▶ Exercise objective
If a line in the data below holds the word "white", copy it.

▶ Data shown

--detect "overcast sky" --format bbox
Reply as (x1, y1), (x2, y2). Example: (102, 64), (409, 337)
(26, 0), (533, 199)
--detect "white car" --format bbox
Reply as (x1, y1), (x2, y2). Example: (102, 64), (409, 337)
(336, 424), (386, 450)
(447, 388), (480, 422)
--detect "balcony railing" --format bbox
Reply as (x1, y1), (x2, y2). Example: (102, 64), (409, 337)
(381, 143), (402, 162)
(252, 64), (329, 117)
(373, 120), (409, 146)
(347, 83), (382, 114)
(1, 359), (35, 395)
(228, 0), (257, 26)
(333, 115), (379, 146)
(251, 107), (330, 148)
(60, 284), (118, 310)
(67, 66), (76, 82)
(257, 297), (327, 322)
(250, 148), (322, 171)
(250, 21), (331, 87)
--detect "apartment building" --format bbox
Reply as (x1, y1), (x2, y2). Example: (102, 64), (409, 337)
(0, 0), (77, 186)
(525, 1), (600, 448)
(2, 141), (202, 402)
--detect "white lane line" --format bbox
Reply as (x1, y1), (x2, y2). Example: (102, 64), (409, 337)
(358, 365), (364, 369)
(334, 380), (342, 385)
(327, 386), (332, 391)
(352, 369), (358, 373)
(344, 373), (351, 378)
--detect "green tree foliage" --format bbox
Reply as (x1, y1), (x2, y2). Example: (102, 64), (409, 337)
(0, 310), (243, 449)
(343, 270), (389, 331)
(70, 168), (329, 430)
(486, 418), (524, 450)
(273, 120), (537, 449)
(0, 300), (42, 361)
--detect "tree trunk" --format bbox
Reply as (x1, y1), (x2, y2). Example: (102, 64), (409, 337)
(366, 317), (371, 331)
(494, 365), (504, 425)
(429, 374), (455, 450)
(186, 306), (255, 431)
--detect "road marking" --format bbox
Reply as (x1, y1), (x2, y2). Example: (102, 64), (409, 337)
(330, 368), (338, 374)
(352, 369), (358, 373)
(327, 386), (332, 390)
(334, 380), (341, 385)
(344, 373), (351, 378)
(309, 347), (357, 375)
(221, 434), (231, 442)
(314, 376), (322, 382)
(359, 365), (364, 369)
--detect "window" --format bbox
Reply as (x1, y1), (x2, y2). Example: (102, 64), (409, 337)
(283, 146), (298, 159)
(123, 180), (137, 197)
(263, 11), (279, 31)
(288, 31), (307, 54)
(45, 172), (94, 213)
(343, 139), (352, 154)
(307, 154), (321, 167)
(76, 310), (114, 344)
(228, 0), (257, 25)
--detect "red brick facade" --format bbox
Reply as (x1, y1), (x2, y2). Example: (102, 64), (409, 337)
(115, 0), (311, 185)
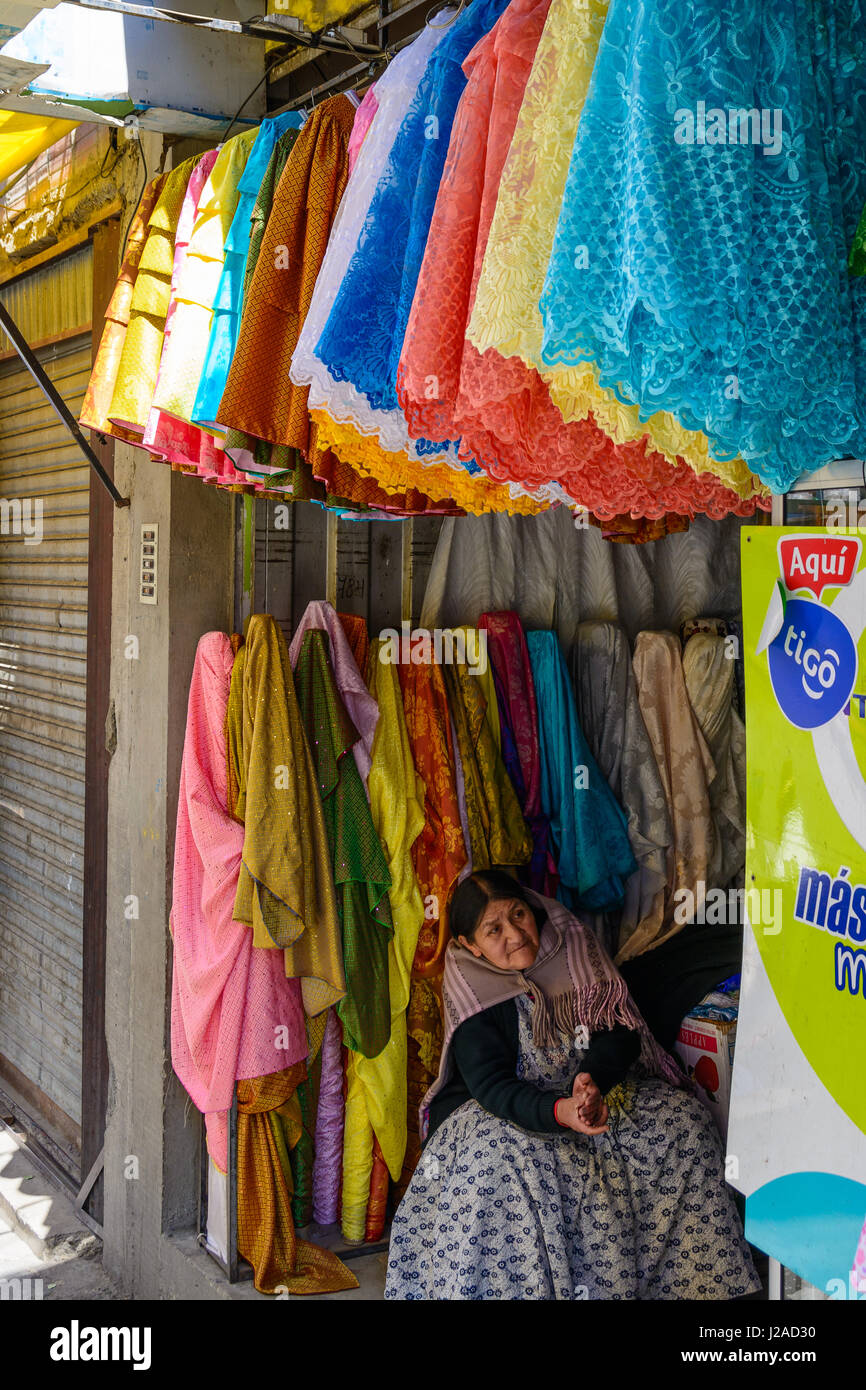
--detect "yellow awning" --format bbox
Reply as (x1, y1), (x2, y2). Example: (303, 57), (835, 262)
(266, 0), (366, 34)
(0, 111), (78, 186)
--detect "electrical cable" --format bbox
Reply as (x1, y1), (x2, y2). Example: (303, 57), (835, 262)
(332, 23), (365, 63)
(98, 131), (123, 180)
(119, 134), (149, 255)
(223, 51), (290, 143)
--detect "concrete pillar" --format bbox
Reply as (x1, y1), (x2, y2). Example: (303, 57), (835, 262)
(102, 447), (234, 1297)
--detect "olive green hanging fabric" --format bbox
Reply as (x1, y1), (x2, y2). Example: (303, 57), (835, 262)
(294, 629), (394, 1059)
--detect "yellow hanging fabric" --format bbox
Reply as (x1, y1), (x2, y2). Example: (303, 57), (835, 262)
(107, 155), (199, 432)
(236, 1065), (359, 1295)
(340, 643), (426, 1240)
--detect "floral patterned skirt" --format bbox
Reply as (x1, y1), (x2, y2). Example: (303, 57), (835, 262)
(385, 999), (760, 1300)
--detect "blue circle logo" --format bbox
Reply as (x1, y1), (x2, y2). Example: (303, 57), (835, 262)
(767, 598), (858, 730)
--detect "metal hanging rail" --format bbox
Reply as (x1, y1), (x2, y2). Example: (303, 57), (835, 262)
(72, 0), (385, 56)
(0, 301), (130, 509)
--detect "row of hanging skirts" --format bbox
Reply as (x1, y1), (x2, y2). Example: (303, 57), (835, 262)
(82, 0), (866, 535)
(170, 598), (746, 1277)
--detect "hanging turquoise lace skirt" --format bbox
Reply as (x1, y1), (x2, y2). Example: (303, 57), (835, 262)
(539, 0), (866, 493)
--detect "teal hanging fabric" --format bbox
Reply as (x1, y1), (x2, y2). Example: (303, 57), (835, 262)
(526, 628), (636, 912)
* * *
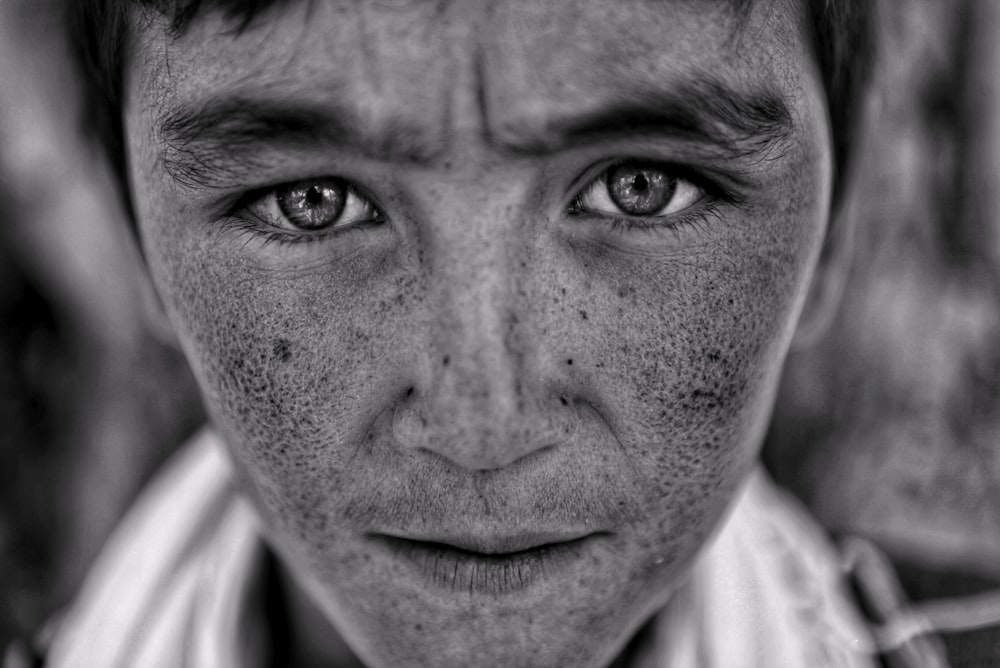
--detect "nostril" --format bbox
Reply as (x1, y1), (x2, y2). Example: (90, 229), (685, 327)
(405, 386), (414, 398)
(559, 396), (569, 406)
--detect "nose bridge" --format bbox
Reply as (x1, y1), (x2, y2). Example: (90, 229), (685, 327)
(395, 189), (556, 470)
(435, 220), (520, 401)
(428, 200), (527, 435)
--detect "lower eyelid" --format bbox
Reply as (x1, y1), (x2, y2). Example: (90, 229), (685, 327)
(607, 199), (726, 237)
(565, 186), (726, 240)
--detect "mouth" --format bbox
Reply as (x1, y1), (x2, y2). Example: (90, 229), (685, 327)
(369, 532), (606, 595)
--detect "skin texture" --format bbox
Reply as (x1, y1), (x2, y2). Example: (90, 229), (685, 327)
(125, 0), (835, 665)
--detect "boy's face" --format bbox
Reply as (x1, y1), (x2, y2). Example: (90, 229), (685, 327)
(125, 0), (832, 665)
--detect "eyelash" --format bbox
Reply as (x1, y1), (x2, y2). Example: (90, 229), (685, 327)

▶ Answer for the task
--detect "white car" --format bbox
--detect "white lane line" --format bbox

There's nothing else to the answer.